+++ Texto de estudio +++

María Elena, 26 años, El Salvador

Las personas que le escuchan no dan crédito. Allí se encuentra María Elena (nombre ficticio) que no puede evitar pensar en si eso mismo podría ocurrirle a ella y a su hijo. Ha preferido estar allí escuchando la historia de Francisco a sentarse a cenar la sopa con la que podrán calentarse antes de acostarse. Salió de El Salvador en abril, con su hijo de 14 años y su bebé de apenas dos años. También tenía su cita programada para el 23 de enero. “Estamos descolocados, nadie nos dice nada. Preguntamos hasta a los periodistas que vienen. Un amigo de una amiga que está ya en California le dijo que las estaban reprogramando, pero todo son rumores, ¿sabes? estamos sin información, en este lugar que es como la tierra de nadie”, critica.

María Elena huyó del crimen organizado en su país que quería reclutar a su hijo en una de las pandillas. Temió por su vida y salieron con lo puesto. Cruzó su país, Guatemala con una orden de busca y captura, porque su expareja —de la que se estaba separando por violencia machista— la denunció. “El papá de mi hijo está metido en los pandilleros, es un mundo muy peligroso. Quieren meter a los hijos y la vida de mi pequeño corría peligro. Así que salí corriendo con él y con la bebé de año y medio. Me robaron en Tapachula. Vinieron varias personas con uniformes y la credencial del Instituto Nacional de Migración y nos pidieron dos mil dólares para agilizar el visado. Era prácticamente todo lo que me pudo dar mi mamá y mi tía para huir. Me quedé sin dinero. Fue muy difícil cruzar el país porque no nos levantaban en ningún camión. Recuerdo que mi hija llegó aquí en estado de desnutrición. Gracias a las ONG locales pudieron hospitalizarla y ya está bien”, relata aún con la conmoción de lo vivido. Va a abrazar a sus hijos. Están recogiendo el dominó y las mesas para prepararse para ir a dormir.

+++ Datos proporcionados +++

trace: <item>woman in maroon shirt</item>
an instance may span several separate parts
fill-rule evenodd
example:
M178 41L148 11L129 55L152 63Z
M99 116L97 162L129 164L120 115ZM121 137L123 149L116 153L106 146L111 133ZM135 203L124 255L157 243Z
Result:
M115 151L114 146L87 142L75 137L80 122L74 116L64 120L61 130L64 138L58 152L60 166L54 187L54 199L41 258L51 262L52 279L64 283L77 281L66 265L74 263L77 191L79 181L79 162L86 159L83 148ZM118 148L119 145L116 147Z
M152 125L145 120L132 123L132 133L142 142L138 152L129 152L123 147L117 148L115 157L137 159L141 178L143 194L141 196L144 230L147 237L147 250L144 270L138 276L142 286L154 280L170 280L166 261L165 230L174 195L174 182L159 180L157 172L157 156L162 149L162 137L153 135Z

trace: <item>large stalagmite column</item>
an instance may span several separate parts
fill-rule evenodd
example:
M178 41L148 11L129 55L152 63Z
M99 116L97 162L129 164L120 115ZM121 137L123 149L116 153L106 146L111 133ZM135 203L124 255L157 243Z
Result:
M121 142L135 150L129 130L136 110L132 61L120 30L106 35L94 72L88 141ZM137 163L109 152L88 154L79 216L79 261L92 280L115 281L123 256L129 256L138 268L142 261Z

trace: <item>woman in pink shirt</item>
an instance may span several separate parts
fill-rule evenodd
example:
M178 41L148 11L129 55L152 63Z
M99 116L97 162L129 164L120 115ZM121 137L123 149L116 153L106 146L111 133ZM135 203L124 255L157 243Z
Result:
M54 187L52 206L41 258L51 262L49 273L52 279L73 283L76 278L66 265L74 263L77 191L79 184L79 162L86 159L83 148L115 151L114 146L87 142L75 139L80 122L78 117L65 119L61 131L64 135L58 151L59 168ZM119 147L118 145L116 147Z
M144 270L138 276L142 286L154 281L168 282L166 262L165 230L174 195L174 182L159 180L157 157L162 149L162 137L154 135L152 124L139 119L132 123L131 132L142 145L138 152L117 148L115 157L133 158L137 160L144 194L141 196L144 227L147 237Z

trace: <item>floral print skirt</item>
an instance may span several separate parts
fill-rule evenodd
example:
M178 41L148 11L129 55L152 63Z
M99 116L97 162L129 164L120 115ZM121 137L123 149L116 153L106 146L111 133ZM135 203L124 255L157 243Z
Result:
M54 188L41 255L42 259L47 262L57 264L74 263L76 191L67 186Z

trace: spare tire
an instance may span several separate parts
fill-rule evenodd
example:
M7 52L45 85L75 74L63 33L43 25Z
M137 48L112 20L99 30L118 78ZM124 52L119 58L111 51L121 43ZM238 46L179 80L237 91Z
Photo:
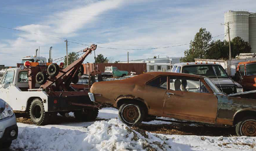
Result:
M54 77L59 74L60 67L56 63L52 63L48 66L47 71L49 76L51 77Z
M36 82L39 84L44 84L46 82L47 80L46 74L44 72L39 72L36 76Z
M85 71L85 69L84 69L84 66L82 65L81 65L80 67L78 69L78 76L82 76L83 74L84 74L84 72Z

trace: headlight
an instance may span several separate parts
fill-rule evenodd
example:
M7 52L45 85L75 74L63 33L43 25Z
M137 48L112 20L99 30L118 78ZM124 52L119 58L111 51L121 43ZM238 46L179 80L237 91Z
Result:
M240 93L243 92L243 88L236 88L236 93Z
M0 114L0 119L11 116L13 114L13 111L8 103L5 103L4 110Z

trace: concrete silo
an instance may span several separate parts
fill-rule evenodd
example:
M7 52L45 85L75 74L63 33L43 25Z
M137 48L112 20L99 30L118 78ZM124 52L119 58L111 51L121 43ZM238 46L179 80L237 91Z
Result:
M245 11L229 11L224 14L225 23L234 23L229 25L230 40L236 37L240 37L245 41L249 42L249 13ZM227 33L227 27L225 26L225 32ZM225 37L228 41L228 37Z
M256 53L256 13L249 14L249 43L252 52Z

+++

Consigna:
Responda según el texto sobre María Elena:
1. ¿En qué mes salió María Elena de El Salvador?
2. ¿Para qué fecha tenía programada su cita?
3. ¿Qué cantidad le pidieron en Tapachula para agilizar el visado?

Resultado:
1. En abril.
2. Para el 23 de enero.
3. Dos mil dólares.